Records in a dataset:
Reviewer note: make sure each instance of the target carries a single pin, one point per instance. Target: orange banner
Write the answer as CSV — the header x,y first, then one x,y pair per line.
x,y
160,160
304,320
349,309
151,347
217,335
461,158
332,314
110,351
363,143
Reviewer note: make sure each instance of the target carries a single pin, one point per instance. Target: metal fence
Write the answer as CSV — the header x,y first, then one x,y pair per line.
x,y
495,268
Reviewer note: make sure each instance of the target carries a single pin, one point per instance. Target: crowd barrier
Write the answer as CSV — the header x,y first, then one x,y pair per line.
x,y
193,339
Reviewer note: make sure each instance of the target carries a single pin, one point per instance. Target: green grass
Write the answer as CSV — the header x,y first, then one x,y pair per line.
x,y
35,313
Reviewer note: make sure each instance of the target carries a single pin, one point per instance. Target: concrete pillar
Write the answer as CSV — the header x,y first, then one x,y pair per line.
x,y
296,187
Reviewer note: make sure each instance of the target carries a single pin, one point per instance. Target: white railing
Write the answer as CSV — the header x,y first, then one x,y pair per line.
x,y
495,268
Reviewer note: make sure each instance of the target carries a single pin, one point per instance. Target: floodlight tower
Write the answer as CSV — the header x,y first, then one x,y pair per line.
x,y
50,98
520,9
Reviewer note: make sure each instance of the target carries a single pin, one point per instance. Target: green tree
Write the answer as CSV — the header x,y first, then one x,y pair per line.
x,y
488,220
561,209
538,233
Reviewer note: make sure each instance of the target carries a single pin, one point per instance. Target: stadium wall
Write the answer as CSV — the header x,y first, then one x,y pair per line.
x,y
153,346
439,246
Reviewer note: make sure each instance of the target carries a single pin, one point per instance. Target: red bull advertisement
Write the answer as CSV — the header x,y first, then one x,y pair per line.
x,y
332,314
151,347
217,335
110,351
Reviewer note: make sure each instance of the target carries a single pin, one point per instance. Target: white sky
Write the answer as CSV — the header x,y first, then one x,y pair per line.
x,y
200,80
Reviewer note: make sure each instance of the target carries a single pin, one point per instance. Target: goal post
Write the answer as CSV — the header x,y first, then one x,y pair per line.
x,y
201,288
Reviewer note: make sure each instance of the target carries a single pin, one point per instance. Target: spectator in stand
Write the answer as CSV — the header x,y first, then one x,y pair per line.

— Short problem —
Rewrite the listing above with every "single pin" swapped for "single marker", leaving everything else the same.

— Exercise solution —
Reviewer note: make sure each instance of the target carries a single marker, one point per instance. Target: orange banner
Write the answer as CSV — the header x,y first, then one x,y pair per line.
x,y
160,160
304,320
349,309
151,347
217,335
461,158
332,314
110,351
363,143
Reviewer note: make sure each instance of the target carries a single marker, one point per instance. Target: metal fence
Write the answer as CSV — the header x,y first, then one x,y pair per line.
x,y
495,268
Reviewer note: make sure each instance of the target carries a single marker, one point per instance. Target: crowd barrier
Write the answer as CSV — the header x,y first, then one x,y pair per line.
x,y
193,339
Reviewer note: make sure each instance of the target carries a single marker, one point per instance. Target: green grass
Write the answer as CSV — the header x,y first, then one x,y pair per line.
x,y
35,313
Reviewer note: make sure each instance of the target carries a single marker, one point per instance. Target: concrete pillar
Write the answer as CSV — the header x,y first, then one x,y pair per line.
x,y
296,187
Reviewer note: make sure each instance of the target carries a single marker, one point per instance. Target: white railing
Write the answer as CSV — the header x,y first, then one x,y pair per line.
x,y
495,268
Reviewer note: make sure each instance of the target carries a single marker, one point per instance. Target: floodlight tower
Write the answer as CSV — the header x,y first, then one x,y pair per line.
x,y
50,98
520,9
Reviewer note: make sure each instance of the target carries a single marker, one point per instance. Target: green tree
Write the answer as CSV — the header x,y first, then one x,y pair per line.
x,y
488,220
561,209
538,233
Reviewer note: make sure each instance of the target carries a single marker, one point per instance. Target: stadium wall
Write the answer as CSV — the header x,y first, then one x,y pair per line.
x,y
153,346
439,246
Reviewer note: make sure each instance of the target carries a single marker, one point per instance. Target: red bull advertisement
Write the answer as CSV — the header x,y first, then one x,y pair per line.
x,y
332,314
151,347
217,335
110,351
Reviewer note: make sure each instance of the target carries a single marker, one point per instance. Target: white sky
Write the answer as CSV — the header x,y first, then one x,y pair per line.
x,y
200,80
Reviewer note: make sure each instance of the target carries a single marker, one point per instance. Target: goal post
Write the answer as CSV — the header x,y first, then one x,y pair per line.
x,y
201,288
Reviewer note: make sure each instance of the target carries a single marker, one point per instance. Target: spectator in stand
Write the answer as CSV — the header x,y first, then one x,y pair per line.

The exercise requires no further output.